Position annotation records
"""
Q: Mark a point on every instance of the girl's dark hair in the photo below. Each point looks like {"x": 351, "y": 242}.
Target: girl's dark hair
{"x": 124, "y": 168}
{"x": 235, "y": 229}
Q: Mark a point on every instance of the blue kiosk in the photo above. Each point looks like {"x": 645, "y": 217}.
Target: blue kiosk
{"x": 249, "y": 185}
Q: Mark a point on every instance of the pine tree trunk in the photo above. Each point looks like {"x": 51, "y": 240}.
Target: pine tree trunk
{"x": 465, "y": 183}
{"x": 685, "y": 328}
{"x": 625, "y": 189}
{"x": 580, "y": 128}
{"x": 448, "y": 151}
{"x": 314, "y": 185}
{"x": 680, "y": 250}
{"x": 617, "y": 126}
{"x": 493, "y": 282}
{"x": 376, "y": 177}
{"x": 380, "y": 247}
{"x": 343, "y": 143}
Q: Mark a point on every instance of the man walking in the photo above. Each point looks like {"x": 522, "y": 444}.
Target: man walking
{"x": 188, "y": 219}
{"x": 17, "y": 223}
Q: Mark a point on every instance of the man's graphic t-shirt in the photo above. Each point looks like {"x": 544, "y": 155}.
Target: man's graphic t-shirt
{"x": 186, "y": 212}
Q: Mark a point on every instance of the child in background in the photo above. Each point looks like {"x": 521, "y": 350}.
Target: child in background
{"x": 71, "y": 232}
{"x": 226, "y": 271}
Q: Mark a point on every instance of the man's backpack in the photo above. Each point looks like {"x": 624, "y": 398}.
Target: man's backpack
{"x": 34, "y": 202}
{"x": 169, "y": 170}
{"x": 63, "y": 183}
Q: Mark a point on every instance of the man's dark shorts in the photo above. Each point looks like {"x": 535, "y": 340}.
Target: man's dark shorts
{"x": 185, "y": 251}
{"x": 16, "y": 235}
"""
WHAT IS EXPECTED ->
Rewrite each line of the material above as a row in a Markdown table with the columns "Row" and "Line", numbering the rows in order and leaving out any blank lines.

THE OUTPUT ->
| Row | Line |
|---|---|
| 1 | Q: Mark a point on every instance of the girl's dark hair in the photo below. Each point looks like {"x": 351, "y": 242}. |
| 2 | Target: girl's dark hair |
| 3 | {"x": 124, "y": 168} |
| 4 | {"x": 235, "y": 229} |
| 5 | Q: Mark a point on every instance of the blue kiosk in the photo above. Each point looks like {"x": 645, "y": 217}. |
| 6 | Target: blue kiosk |
| 7 | {"x": 249, "y": 185} |
| 8 | Q: Mark a point on every instance of the pine tree trunk in the photo above. Each point looks like {"x": 51, "y": 240}. |
| 9 | Target: pine tree trunk |
| 10 | {"x": 465, "y": 183} |
| 11 | {"x": 685, "y": 328} |
| 12 | {"x": 625, "y": 189} |
| 13 | {"x": 580, "y": 128} |
| 14 | {"x": 448, "y": 151} |
| 15 | {"x": 314, "y": 185} |
| 16 | {"x": 680, "y": 250} |
| 17 | {"x": 617, "y": 126} |
| 18 | {"x": 493, "y": 282} |
| 19 | {"x": 376, "y": 177} |
| 20 | {"x": 380, "y": 247} |
| 21 | {"x": 343, "y": 143} |
| 22 | Q: Mark a point on every instance of the man walking in the photo above. Each point looks like {"x": 522, "y": 444}. |
| 23 | Target: man walking |
| 24 | {"x": 188, "y": 219} |
| 25 | {"x": 17, "y": 223} |
| 26 | Q: Mark a point on every instance of the man's graphic t-shirt in the photo above. Each point looks like {"x": 544, "y": 155}. |
| 27 | Target: man's graphic t-shirt |
| 28 | {"x": 186, "y": 212} |
| 29 | Q: Mark a point on every instance of the child in background in the photo above. Each point looks like {"x": 521, "y": 350}. |
| 30 | Target: child in background |
| 31 | {"x": 71, "y": 232} |
| 32 | {"x": 226, "y": 271} |
| 33 | Q: Mark a point on every instance of the man's backpack in the photo above. Each point looks like {"x": 624, "y": 398}. |
| 34 | Target: man's backpack |
| 35 | {"x": 34, "y": 202} |
| 36 | {"x": 169, "y": 170} |
| 37 | {"x": 63, "y": 183} |
| 38 | Q: Mark a point on every instance of the man's dark shorts in the photo above. Each point looks like {"x": 535, "y": 340}. |
| 39 | Target: man's dark shorts |
| 40 | {"x": 185, "y": 251} |
| 41 | {"x": 16, "y": 235} |